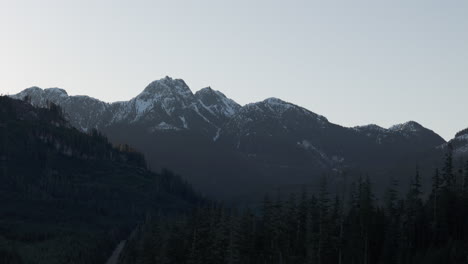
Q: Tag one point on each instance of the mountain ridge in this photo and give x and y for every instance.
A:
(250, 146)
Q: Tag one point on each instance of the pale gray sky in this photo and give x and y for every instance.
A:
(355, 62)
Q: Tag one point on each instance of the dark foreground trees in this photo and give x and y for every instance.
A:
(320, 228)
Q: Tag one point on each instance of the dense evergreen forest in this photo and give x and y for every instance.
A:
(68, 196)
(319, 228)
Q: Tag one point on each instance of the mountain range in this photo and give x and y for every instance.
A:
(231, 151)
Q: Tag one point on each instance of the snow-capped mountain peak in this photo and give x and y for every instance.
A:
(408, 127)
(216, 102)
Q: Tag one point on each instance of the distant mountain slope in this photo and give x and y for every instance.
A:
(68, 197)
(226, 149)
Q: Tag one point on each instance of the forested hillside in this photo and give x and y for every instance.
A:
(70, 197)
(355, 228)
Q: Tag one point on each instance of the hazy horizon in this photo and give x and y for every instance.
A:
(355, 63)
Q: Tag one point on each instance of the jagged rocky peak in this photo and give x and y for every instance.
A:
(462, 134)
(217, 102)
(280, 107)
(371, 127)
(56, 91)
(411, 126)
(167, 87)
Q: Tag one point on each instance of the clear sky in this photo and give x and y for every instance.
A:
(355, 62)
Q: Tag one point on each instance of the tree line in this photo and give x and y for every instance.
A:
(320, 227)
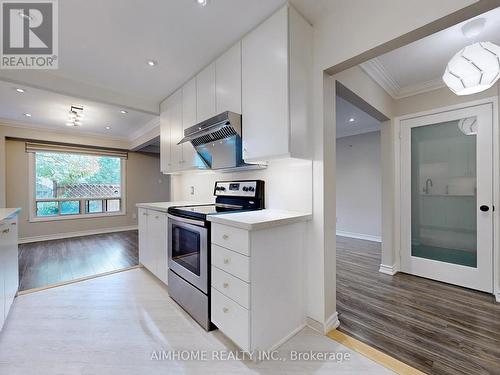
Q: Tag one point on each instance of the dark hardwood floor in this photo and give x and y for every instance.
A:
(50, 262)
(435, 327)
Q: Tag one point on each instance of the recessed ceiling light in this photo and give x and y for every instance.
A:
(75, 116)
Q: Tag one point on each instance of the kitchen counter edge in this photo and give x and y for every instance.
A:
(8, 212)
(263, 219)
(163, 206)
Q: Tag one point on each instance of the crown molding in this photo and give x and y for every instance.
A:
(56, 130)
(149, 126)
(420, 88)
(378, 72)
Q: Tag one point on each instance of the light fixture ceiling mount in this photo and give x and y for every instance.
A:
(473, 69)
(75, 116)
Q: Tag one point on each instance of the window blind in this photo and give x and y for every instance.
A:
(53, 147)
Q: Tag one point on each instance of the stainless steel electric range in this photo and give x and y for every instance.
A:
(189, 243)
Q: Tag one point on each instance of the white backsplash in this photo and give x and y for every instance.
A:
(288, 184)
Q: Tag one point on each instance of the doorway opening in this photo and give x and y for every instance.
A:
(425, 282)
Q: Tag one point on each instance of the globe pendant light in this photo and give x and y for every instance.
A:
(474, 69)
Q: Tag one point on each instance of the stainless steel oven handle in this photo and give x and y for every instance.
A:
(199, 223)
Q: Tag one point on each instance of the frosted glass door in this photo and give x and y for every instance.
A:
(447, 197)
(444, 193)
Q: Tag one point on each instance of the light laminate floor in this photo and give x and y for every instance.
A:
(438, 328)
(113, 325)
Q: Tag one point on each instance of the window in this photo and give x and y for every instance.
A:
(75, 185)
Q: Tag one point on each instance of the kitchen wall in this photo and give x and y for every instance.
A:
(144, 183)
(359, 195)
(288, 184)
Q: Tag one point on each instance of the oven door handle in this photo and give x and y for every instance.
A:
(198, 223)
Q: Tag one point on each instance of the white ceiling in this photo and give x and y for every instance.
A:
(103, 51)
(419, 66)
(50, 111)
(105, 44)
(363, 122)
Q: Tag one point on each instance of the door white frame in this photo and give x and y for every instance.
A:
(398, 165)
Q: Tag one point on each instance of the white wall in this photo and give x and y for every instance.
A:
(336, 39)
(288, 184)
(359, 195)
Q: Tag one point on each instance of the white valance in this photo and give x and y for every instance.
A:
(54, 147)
□ □ □
**EXERCISE INSTRUCTIONS**
Please report every line of the records above that contains the word "peak".

**REPLY**
Q: Tag one point on each instance of the snow-capped mountain peak in this photo and give x and y for every instance.
Q: Tag one point on each instance of the jagged rocky peak in this photo and give x and y for every instance.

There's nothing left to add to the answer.